-- RECORDS SHOWN --
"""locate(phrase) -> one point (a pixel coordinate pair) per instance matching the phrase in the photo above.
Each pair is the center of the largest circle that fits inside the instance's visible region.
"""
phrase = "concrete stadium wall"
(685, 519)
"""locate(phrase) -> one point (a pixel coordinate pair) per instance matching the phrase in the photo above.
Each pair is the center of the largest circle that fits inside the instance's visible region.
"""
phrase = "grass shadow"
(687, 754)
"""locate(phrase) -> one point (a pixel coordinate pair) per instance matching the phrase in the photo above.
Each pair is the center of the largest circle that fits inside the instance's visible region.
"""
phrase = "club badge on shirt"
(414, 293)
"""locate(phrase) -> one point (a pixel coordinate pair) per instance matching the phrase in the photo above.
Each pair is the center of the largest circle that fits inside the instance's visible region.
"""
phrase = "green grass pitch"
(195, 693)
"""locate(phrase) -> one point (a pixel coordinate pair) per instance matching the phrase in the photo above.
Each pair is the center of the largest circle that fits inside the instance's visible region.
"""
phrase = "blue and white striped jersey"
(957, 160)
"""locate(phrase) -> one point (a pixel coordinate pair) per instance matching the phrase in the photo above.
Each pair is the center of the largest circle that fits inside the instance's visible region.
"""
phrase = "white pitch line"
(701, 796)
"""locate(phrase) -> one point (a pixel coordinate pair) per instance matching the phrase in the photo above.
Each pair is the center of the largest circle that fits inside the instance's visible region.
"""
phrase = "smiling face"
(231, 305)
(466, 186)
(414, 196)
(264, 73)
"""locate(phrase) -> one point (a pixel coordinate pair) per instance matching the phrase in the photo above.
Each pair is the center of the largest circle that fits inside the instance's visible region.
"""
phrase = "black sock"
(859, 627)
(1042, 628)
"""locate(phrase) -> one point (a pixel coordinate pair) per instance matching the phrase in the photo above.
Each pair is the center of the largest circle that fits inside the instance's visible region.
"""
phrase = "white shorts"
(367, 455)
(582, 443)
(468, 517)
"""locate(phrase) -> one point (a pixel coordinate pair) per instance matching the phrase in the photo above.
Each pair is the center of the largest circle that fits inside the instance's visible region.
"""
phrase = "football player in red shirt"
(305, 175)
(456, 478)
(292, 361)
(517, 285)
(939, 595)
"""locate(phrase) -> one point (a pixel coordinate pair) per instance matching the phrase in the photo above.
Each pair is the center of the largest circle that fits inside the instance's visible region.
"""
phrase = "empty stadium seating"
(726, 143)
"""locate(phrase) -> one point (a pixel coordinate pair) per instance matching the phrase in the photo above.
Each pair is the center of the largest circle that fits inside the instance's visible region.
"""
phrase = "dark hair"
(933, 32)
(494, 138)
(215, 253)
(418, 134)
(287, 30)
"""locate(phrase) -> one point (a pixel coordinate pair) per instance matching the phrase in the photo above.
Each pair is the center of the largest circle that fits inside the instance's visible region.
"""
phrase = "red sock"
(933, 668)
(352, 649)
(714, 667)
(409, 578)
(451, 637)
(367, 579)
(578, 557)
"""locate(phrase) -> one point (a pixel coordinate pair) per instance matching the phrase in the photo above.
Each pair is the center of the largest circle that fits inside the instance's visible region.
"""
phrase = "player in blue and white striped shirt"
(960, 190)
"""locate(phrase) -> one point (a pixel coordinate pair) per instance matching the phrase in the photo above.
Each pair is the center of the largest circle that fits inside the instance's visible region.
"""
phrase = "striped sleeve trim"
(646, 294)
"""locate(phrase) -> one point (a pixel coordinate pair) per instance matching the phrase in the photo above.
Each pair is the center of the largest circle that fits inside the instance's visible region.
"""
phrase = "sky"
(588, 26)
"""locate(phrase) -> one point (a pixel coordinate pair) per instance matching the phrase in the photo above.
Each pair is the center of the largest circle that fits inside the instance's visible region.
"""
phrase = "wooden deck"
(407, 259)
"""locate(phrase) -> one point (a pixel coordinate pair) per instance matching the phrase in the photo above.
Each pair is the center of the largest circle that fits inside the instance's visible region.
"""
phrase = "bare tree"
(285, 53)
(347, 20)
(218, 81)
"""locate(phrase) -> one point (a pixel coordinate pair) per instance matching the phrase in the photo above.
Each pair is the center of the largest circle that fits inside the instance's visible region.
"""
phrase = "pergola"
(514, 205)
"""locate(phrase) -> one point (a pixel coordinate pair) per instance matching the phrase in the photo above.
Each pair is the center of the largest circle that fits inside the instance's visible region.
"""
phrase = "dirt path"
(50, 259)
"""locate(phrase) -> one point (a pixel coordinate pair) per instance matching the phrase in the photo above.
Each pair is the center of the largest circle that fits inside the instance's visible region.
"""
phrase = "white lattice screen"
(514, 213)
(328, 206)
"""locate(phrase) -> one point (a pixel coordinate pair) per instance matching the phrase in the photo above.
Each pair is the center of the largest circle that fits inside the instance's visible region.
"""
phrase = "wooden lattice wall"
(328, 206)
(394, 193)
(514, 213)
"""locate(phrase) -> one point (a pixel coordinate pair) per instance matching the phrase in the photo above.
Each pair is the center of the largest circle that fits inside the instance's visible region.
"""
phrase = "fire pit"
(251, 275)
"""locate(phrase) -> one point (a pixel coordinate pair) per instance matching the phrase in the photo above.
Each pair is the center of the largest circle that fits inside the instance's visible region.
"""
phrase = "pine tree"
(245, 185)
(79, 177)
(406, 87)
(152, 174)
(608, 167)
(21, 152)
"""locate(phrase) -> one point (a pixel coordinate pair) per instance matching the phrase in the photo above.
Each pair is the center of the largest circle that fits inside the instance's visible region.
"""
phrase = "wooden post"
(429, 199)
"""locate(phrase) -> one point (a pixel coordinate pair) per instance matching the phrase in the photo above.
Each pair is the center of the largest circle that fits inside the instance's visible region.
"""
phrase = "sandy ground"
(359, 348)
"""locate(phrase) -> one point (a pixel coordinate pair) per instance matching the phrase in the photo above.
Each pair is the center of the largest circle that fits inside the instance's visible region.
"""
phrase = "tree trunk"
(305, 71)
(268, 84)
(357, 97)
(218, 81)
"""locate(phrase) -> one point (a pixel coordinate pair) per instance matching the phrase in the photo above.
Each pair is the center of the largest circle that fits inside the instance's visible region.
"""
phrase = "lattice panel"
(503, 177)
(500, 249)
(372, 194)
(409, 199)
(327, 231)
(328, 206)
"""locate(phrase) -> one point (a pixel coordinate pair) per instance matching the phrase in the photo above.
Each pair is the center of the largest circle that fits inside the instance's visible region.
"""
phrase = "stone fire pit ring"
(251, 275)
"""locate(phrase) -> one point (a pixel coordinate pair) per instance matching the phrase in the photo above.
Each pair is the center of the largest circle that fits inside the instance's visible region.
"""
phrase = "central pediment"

-- WORK INSTRUCTIONS --
Each line of the listing above should be output exactly.

-- SOLUTION --
"""locate(phrase) -> one point (a pixel coordinate pair) per instance matching the phrase in the photo above.
Each pair is the center of the largest circle that fits inside the instance's visible region.
"""
phrase = "concrete stadium wall"
(685, 519)
"""locate(phrase) -> one point (a pixel coordinate pair) per instance matching the phrase in the photo above.
Each pair is the center of the largest circle that fits inside the instance's visible region.
"""
phrase = "grass shadow"
(687, 754)
"""locate(phrase) -> one point (a pixel coordinate pair) per instance matching the phrase in the photo above.
Each pair is the center of the largest circle that fits inside the instance's visible region.
"""
phrase = "club badge on shirt"
(414, 293)
"""locate(phrase) -> one point (a pixel coordinate pair) per instance matching the phrase in the photo above.
Each pair is the center of the largest circle that fits inside the instance's visible region.
"""
phrase = "green grass pitch"
(195, 693)
"""locate(phrase) -> one point (a pixel coordinate pair) per instance matching the phrase in the photo above.
Each pair is the center of the largest circle that fits inside the instance's visible region.
"""
phrase = "blue and white striped jersey"
(957, 160)
"""locate(phrase) -> one point (a pixel coordinate pair) per instance matching the phrase in the photo above.
Each pair is the center of the largest circle that fits inside the instance's visible region.
"""
phrase = "white pitch line"
(701, 796)
"""locate(phrase) -> one point (a pixel coordinate pair) per instance matching the phrase in the photo above.
Each pair is the center of the largest circle that fits inside the instance's visible region.
"""
phrase = "smiling face"
(231, 305)
(466, 186)
(414, 196)
(264, 73)
"""locate(phrase) -> one point (a pixel coordinate pair) per instance matching the phrase in the photo above.
Each pair is the center of the largest circle that fits inside the instance's visible region.
"""
phrase = "black sock"
(859, 627)
(1042, 628)
"""locate(phrase) -> one point (a pixel coordinate pair) per instance matching the phrase in the photo above.
Each pair is the center of the largest circle that fits inside the instance's visible region.
"""
phrase = "white shorts"
(367, 455)
(582, 443)
(468, 517)
"""locate(phrase) -> one point (a pixel coordinate pair) per instance matching the phrase in the photo above.
Each pair is the center of the largest circle that fits inside the instance's visible region.
"""
phrase = "football player in red shirt"
(305, 175)
(456, 478)
(292, 361)
(517, 285)
(939, 595)
"""locate(phrase) -> one point (a pixel coordinate pair) per instance matching the phrase in the photo above.
Each pair is the center of the largest circle that fits inside the instance's visible region.
"""
phrase = "empty stadium seating"
(726, 143)
"""locate(phrase) -> one point (a pixel coordinate pair) per instance matching the phrase in the photo above.
Each pair is the center of the largest circle that fits inside the instance's visible region.
"""
phrase = "dark hair"
(933, 32)
(494, 138)
(215, 253)
(418, 134)
(287, 30)
"""locate(phrase) -> one point (a pixel coordinate pair) per instance matching the phrase in the photo above.
Each pair is the center of the largest circle that fits inside the instance's visible region.
"""
phrase = "red sock"
(933, 668)
(352, 649)
(714, 667)
(409, 578)
(451, 637)
(367, 579)
(578, 557)
"""locate(phrase) -> one point (a pixel coordinate pair) per instance matching the phrase in the photo above.
Each pair is the center of the largest circle that fits inside the instance's visible region.
"""
phrase = "player in blue and white striped shirt"
(960, 190)
"""locate(phrase) -> one point (a pixel coordinate pair) per instance matching the phrase in the photo above.
Each pair is the center of the largest circle that fits inside the instance's visible region.
"""
phrase = "striped sleeve trim"
(646, 294)
"""locate(phrase) -> one point (a pixel coordinate pair) per instance matching the phrase in the photo above.
Each pair is the center of the largest circle that fits inside the instance's visible region.
"""
phrase = "sky"
(588, 26)
"""locate(phrase) -> one point (a pixel coordinate pair) per instance matching the phrase in the photo above.
Each pair is the center of the largest circle that fits inside the instance's visible region.
"""
phrase = "wooden deck"
(407, 259)
"""locate(phrase) -> one point (a pixel coordinate pair) per instance matching the phrase in the photo above.
Each pair is the center of the largest circle that fits inside the instance's visible region.
"""
phrase = "bare tree"
(285, 53)
(347, 20)
(218, 81)
"""locate(phrase) -> one point (a pixel coordinate pair) per instance matching the phrase in the photo above.
Each pair is the center of the largest circle that fits inside the instance's visible region.
"""
phrase = "pergola"
(514, 205)
"""locate(phrase) -> one point (a pixel coordinate pair) per instance matching the phrase in the photo above.
Each pair is the center of the largest circle that fits inside the instance's visible region.
"""
phrase = "dirt path"
(50, 259)
"""locate(phrase) -> one point (a pixel coordinate pair) per instance matching the phrase in the photo above.
Each pair is the center of the largest circle that fits inside the instance's visible region.
"""
phrase = "white lattice screen"
(514, 213)
(328, 206)
"""locate(phrase) -> one point (a pixel coordinate pair) per instance matching the phrase in the photo above.
Each pair is the center of the largest circle that fits inside the instance's visible region.
"""
phrase = "wooden lattice wall"
(328, 206)
(394, 193)
(514, 213)
"""locate(phrase) -> one point (a pixel coordinate pair) per instance matching the phrase in the photo above.
Each pair is the center of the largest circle that fits inside the instance's visible region.
"""
phrase = "fire pit"
(251, 275)
"""locate(phrase) -> one point (a pixel coordinate pair) per instance matching the phrase in the photo above.
Each pair is the center of the largest circle that fits inside the instance's visible region.
"""
phrase = "pine tree"
(245, 185)
(79, 177)
(406, 87)
(152, 174)
(608, 167)
(21, 152)
"""locate(phrase) -> one point (a pixel coordinate pair) per instance matching the phrase in the photo above.
Each pair is the center of the largest circle that fits inside the instance's visible region.
"""
phrase = "wooden post"
(429, 199)
"""locate(phrase) -> one point (a pixel coordinate pair) per instance matching the phrase in the photo above.
Each pair is the center of the largest circle that fits inside the instance's visible region.
"""
phrase = "sandy ground"
(359, 348)
"""locate(phrase) -> one point (a pixel coordinate pair) per instance matching the phrase in the photo above.
Each pair is the center of the largest circle that fits inside the instance's visible region.
"""
phrase = "tree trunk"
(305, 71)
(268, 84)
(357, 97)
(218, 81)
"""locate(phrase) -> one point (a pixel coordinate pair) per instance matching the phrase in the photo above.
Each pair is the center of the largest circle that fits inside the instance's visible region.
"""
phrase = "lattice panel"
(503, 177)
(500, 249)
(372, 194)
(409, 199)
(327, 231)
(328, 206)
"""locate(phrase) -> one point (a pixel coordinate pair) per instance matching the phrase in the photo above.
Each pair is the center of the largest circle that fits inside the instance's visible region.
"""
phrase = "stone fire pit ring"
(251, 275)
"""locate(phrase) -> one point (a pixel coordinate pair) per instance matching the phrase in the photo above.
Each pair is the center of the largest circle that fits inside the instance's visible region.
"""
phrase = "central pediment"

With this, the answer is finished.